(DATA FOR PROCESSING begins)

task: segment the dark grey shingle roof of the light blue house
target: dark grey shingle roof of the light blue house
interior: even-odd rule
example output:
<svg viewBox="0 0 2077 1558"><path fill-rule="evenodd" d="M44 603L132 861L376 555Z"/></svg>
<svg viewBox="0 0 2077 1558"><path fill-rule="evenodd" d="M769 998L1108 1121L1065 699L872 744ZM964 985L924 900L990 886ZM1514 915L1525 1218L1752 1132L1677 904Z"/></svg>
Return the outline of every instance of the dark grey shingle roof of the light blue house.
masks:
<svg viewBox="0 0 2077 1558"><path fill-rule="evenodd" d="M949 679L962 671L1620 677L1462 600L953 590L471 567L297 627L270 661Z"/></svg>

(DATA FOR PROCESSING ends)

Reply with every line of the material above, unaltered.

task: segment the dark grey shingle roof of the light blue house
target: dark grey shingle roof of the light blue house
interior: even-odd rule
example output:
<svg viewBox="0 0 2077 1558"><path fill-rule="evenodd" d="M44 603L132 861L376 555Z"/></svg>
<svg viewBox="0 0 2077 1558"><path fill-rule="evenodd" d="M769 998L1108 1121L1065 699L872 744ZM964 985L924 900L990 886ZM1514 915L1525 1218L1752 1132L1677 904Z"/></svg>
Return the outline of every instance of the dark grey shingle roof of the light blue house.
masks:
<svg viewBox="0 0 2077 1558"><path fill-rule="evenodd" d="M949 679L962 671L1620 677L1462 600L953 590L471 567L297 627L270 661Z"/></svg>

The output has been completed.